## INSTRUCTIONS TO FOLLOW
Copy out exactly every line from the line containing "poster on wall in the photo above." until the records below end, inclusive of both boundary lines.

## Point localization data
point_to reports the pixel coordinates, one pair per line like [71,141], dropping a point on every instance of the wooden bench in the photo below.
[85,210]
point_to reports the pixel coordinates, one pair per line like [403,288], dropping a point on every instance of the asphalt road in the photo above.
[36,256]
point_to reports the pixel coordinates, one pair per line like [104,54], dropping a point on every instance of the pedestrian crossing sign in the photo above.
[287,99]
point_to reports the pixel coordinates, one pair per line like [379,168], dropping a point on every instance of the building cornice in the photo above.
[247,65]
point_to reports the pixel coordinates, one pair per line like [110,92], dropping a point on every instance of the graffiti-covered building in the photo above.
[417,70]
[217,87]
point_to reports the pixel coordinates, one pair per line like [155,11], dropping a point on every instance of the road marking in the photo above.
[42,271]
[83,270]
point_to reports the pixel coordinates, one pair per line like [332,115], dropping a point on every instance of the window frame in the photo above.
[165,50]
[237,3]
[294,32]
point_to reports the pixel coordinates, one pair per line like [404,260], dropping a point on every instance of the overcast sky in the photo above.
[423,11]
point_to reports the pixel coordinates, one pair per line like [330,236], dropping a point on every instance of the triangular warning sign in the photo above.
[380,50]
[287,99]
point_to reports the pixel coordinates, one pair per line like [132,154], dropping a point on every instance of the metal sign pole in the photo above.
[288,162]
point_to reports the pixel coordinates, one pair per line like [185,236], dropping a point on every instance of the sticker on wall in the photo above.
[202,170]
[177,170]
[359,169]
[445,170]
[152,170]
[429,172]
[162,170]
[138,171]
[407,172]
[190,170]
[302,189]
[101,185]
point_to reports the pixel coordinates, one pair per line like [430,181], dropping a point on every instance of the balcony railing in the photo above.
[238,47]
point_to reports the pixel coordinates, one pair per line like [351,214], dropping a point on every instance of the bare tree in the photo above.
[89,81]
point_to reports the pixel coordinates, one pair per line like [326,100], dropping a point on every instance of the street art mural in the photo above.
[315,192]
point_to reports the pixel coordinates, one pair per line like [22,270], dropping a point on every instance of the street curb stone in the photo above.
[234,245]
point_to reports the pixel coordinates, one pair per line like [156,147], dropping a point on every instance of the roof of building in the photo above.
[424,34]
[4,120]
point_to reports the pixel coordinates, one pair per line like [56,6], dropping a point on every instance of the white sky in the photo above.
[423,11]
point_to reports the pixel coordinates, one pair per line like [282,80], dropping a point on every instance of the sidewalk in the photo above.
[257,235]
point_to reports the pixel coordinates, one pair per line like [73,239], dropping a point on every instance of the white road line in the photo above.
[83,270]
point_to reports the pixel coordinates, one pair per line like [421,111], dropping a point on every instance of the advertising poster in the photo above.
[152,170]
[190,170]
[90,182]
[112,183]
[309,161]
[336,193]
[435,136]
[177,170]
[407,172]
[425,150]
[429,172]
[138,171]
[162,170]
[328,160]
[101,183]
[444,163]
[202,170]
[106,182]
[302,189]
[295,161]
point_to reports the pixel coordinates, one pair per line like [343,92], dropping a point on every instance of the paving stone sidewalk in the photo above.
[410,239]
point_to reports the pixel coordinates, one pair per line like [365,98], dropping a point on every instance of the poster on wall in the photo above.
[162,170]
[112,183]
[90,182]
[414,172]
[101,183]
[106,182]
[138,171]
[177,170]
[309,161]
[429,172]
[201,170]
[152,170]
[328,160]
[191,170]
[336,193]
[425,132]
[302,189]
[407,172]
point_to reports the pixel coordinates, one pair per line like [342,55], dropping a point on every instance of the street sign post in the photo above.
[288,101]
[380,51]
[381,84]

## WORKED SOLUTION
point_to reports the pixel coordinates, one pair per line like [365,98], dropping a point on every instance of the poster on wall in the photo above.
[162,170]
[112,183]
[90,182]
[414,172]
[101,183]
[106,182]
[138,171]
[177,170]
[309,161]
[429,172]
[201,170]
[152,170]
[328,160]
[191,170]
[336,193]
[425,132]
[302,189]
[407,172]
point_to reports the pixel coordinates, one pair per line like [342,55], dropping a point on every instance of the street sign post in the photo above.
[288,101]
[380,51]
[381,84]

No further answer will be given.